Quote all entries in full, exactly.
** Start Records for this task **
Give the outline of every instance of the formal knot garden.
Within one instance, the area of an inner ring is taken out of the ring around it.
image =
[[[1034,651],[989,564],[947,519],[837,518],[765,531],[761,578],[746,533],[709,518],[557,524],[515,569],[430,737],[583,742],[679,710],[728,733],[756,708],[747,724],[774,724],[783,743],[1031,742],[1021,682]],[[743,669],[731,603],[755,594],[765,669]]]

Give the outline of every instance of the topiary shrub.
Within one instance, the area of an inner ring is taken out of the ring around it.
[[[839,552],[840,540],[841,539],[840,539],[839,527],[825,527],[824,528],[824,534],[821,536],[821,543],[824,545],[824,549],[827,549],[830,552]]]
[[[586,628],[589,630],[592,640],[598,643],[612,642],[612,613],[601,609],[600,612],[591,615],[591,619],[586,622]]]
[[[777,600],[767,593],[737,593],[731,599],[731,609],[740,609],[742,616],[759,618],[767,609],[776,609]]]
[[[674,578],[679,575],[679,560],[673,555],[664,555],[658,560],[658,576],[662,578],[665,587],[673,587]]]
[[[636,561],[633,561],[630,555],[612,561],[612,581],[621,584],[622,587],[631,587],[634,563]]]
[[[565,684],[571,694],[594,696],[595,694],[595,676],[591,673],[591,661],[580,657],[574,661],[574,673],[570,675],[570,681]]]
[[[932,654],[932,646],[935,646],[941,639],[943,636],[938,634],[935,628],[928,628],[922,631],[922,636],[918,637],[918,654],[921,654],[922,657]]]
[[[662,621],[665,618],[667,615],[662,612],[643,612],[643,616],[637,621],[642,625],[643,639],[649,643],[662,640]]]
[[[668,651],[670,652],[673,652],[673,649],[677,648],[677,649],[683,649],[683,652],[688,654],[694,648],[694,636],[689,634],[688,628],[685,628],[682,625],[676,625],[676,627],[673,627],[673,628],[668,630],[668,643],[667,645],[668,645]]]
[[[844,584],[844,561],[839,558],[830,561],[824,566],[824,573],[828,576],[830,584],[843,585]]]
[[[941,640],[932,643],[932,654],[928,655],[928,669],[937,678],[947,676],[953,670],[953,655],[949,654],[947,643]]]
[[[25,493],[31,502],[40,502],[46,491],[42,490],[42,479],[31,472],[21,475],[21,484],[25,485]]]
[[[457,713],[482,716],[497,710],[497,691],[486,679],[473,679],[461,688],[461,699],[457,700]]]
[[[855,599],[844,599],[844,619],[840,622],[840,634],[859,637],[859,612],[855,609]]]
** End Records for this task **
§ **Response to the task**:
Give the outline of every instance of the formal knot garden.
Within one instance, the area of an inner ring is taken out of the ring around it.
image =
[[[1034,651],[989,564],[947,519],[837,518],[765,531],[761,578],[746,533],[709,518],[557,524],[515,569],[430,737],[583,742],[679,710],[728,733],[756,708],[747,724],[774,724],[783,743],[1031,742],[1021,682]],[[743,669],[731,603],[755,594],[765,669]]]

Give the outline of every instance of the topiary shrub.
Within one instance, the area of an inner ring is taken out of the ring around it.
[[[839,552],[840,540],[841,539],[840,539],[839,527],[825,527],[824,528],[824,534],[821,536],[821,543],[824,545],[824,549],[827,549],[830,552]]]
[[[586,628],[589,630],[592,640],[598,643],[612,642],[612,613],[601,609],[600,612],[591,615],[591,619],[586,622]]]
[[[777,600],[767,593],[737,593],[731,599],[731,609],[740,609],[742,616],[759,618],[767,609],[776,609]]]
[[[674,578],[679,575],[679,560],[673,555],[664,555],[658,560],[658,576],[662,578],[665,587],[673,587]]]
[[[636,561],[633,561],[630,555],[612,561],[612,581],[621,584],[622,587],[631,587],[634,563]]]
[[[565,684],[571,694],[594,696],[595,694],[595,676],[591,673],[591,661],[580,657],[574,661],[574,673],[570,675],[570,681]]]
[[[932,654],[932,646],[935,646],[941,639],[943,636],[938,634],[935,628],[928,628],[922,631],[922,636],[918,637],[918,654],[921,654],[922,657]]]
[[[662,621],[665,618],[667,615],[662,612],[643,612],[643,616],[637,621],[642,625],[643,639],[649,643],[662,640]]]
[[[668,651],[670,652],[673,652],[673,649],[677,648],[677,649],[683,649],[683,652],[688,654],[694,648],[694,636],[689,634],[688,628],[685,628],[682,625],[676,625],[676,627],[673,627],[673,628],[668,630],[668,643],[667,645],[668,645]]]
[[[844,584],[844,561],[839,558],[830,561],[824,566],[824,573],[828,576],[830,584],[843,585]]]
[[[941,640],[932,643],[932,654],[928,655],[928,669],[937,678],[947,676],[953,670],[953,655],[949,654],[947,643]]]
[[[25,493],[31,502],[40,502],[46,491],[42,490],[42,479],[31,472],[21,475],[21,484],[25,485]]]
[[[457,713],[482,716],[497,710],[497,691],[486,679],[473,679],[461,688],[461,699],[457,700]]]
[[[855,599],[844,599],[844,619],[840,622],[840,634],[859,637],[859,612],[855,609]]]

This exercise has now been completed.